» INSTRUCTION:
Return, word for word, the lines of the entries below that begin at the line containing "TARGET: undercut hairstyle" and stop after the line containing "[(397, 145), (67, 104)]", including both of those lines.
..............................
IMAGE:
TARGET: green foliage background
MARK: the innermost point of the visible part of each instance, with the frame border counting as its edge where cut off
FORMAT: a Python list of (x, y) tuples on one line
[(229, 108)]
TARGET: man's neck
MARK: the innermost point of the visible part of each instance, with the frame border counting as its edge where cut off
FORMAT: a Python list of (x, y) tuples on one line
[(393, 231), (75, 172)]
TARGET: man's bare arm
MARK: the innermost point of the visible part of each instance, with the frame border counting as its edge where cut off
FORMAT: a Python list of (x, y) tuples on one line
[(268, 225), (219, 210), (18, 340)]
..............................
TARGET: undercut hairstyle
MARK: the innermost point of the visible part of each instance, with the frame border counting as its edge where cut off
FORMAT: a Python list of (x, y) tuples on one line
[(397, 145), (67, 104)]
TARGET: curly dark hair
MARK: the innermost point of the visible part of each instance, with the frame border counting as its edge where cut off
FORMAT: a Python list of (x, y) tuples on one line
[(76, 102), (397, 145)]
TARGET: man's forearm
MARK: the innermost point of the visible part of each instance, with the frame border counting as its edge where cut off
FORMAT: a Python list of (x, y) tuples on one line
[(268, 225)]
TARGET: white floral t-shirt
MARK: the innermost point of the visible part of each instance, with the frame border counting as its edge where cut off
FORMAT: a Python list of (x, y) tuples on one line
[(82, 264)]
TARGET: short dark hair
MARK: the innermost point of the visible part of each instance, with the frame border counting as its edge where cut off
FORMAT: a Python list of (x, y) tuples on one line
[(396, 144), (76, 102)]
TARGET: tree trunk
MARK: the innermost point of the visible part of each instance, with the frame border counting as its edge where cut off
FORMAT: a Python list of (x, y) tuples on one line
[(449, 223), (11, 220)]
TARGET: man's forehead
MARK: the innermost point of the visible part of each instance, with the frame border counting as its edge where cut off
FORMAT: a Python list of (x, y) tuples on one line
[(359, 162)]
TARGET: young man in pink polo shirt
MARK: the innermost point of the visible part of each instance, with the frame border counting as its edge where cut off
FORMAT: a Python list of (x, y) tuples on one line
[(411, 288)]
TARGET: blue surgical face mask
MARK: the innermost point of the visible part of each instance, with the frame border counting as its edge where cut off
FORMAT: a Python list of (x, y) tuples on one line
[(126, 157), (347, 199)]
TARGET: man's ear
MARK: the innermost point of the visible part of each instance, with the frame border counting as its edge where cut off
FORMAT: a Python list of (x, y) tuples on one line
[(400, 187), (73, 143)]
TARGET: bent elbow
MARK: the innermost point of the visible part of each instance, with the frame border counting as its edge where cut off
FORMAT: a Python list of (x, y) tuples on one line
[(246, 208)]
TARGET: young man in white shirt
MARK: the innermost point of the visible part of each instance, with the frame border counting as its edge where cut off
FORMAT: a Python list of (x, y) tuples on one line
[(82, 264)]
..............................
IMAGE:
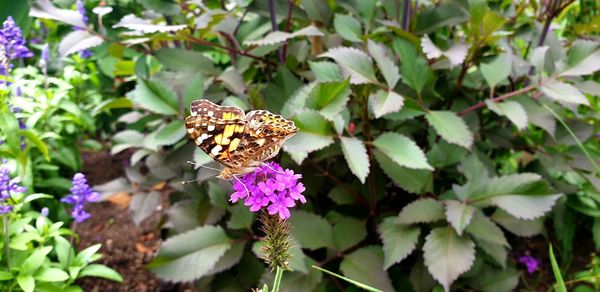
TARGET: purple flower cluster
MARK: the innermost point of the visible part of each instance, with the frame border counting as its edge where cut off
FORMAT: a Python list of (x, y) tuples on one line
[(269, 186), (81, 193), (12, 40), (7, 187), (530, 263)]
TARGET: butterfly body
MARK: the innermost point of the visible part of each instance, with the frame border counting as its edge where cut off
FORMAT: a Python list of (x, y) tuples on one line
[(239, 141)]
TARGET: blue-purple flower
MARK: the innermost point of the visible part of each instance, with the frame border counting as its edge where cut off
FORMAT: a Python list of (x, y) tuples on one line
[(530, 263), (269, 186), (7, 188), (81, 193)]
..............................
» RESULT FOR THIS TASK:
TARGET: undercut hairstyle
MARK: the innermost point of the visible part of each instance, with the frame border counting as its edge where cut off
FORMAT: a Python list of (x, y) tuples on one line
[(397, 145), (67, 104)]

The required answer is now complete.